_ACTIVITY_
Identify each line in the records below that contains the word "flag", and copy it.

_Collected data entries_

____________

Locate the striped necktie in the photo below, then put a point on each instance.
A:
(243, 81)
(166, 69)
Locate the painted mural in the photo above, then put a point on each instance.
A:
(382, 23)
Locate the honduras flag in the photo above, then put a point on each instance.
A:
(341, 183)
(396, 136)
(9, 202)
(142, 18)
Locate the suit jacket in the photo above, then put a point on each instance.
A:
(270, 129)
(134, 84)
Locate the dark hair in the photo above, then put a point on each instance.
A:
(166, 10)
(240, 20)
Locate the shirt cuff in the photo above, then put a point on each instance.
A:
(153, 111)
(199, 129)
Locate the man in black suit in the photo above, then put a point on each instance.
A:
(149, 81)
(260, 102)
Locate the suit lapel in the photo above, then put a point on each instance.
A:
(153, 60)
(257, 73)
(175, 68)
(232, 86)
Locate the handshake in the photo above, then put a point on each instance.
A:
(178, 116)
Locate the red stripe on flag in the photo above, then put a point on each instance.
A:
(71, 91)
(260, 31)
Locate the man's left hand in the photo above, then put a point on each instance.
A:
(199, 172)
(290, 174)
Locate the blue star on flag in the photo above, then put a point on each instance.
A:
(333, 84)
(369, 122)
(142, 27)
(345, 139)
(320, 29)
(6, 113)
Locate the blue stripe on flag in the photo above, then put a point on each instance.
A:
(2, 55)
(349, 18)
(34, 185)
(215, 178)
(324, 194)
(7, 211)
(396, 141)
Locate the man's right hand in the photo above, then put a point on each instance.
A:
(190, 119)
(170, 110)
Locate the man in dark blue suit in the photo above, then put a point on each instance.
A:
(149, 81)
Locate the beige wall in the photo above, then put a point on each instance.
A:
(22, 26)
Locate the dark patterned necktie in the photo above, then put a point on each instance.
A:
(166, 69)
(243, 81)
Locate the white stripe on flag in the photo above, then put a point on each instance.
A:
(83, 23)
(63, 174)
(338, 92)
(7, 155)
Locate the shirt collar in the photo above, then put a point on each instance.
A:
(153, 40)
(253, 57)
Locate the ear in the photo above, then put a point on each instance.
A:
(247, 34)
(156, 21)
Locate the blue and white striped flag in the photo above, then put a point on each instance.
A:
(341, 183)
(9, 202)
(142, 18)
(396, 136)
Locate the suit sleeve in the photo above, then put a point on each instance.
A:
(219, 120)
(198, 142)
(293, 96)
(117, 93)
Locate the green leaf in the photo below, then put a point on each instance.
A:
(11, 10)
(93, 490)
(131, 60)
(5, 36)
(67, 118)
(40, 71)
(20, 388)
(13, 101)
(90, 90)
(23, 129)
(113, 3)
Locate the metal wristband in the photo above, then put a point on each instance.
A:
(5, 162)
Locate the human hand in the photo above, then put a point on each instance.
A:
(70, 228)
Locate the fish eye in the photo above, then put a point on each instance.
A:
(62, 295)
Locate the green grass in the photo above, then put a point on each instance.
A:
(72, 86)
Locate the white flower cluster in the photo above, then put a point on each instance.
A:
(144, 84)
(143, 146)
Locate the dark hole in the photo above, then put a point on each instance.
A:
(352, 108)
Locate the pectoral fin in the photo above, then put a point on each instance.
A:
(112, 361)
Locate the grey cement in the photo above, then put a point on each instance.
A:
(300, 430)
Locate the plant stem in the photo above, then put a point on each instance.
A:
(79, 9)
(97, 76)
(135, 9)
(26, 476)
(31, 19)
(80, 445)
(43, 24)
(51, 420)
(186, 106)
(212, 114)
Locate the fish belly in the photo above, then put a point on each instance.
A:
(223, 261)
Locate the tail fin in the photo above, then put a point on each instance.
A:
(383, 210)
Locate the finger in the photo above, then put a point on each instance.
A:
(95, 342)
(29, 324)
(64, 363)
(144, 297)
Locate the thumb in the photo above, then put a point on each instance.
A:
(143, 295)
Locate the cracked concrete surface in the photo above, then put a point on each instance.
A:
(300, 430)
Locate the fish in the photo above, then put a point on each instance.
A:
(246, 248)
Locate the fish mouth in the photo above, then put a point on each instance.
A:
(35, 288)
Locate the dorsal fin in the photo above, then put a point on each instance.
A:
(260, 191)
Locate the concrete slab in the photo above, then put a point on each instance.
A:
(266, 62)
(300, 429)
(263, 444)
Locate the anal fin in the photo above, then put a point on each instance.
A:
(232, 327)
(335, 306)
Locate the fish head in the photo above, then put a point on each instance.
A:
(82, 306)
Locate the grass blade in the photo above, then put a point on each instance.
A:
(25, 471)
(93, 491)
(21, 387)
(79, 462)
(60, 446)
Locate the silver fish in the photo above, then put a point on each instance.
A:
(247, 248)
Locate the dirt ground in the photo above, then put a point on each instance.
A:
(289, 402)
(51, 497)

____________

_RESPONSE FOR THIS EXERCISE_
Locate the honduras flag in the photo above, then put a point on each instance.
Locate the red stripe on flag in the photo above, then put a point on each instance.
Locate the blue star on flag in the photo above, then put a point on each instance.
Locate the blue stripe on flag in the photo above, then put a point on each instance.
Locate the white stripe on flag in the photo above, then put a point on each instance.
Locate the blue and white striped flag in the photo above, then put a point on each instance.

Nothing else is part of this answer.